▸ **Written request A**: Copy the IMDB datasets notebook between "# IMDB datasets" and "environment with psycopg2.", inclusive, substituting "workspace" for "environment".
▸ **Written request B**: Which package does the IMDB datasets notebook assume you have installed?

▸ **Passage**:

# IMDB datasets
This notebook contains the Python-3 script to get IMDB movie data into a database from their downloadable datasets. It assumes you have psycopg2, which you can install from conda. I recommend making a **new** conda environment, so your _root_ environment won't get corrupted. For example, the following command in a conda shell would create a new Python-3.6 environment with psycopg2.

 $ conda create -n py36-imdb python=3.6.3 psycopg2

[psycopg2](http://initd.org/psycopg/) is a binding to the [PostgreSQL](https://www.postgresql.org/) C-API that uses the [Python DB-API 2.0 specification](https://www.python.org/dev/peps/pep-0249/). This means it uses the same syntax to connect and execute queries as the [builtin `sqlite3` Python module](https://docs.python.org/3.6/library/sqlite3.html).

▸ **Source data**:
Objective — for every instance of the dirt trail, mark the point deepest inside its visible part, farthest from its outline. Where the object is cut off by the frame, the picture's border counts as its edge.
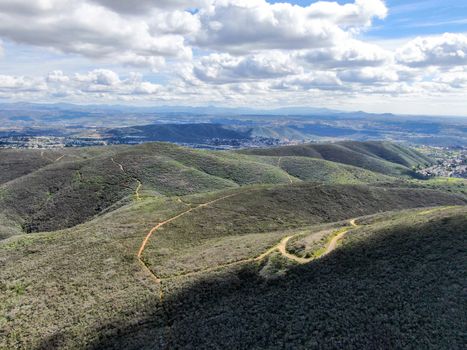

▸ **Exercise output A**:
# IMDB datasets
This notebook contains the Python-3 script to get IMDB movie data into a database from their downloadable datasets. It assumes you have psycopg2, which you can install from conda. I recommend making a **new** conda workspace, so your _root_ workspace won't get corrupted. For example, the following command in a conda shell would create a new Python-3.6 workspace with psycopg2.

▸ **Exercise output B**: psycopg2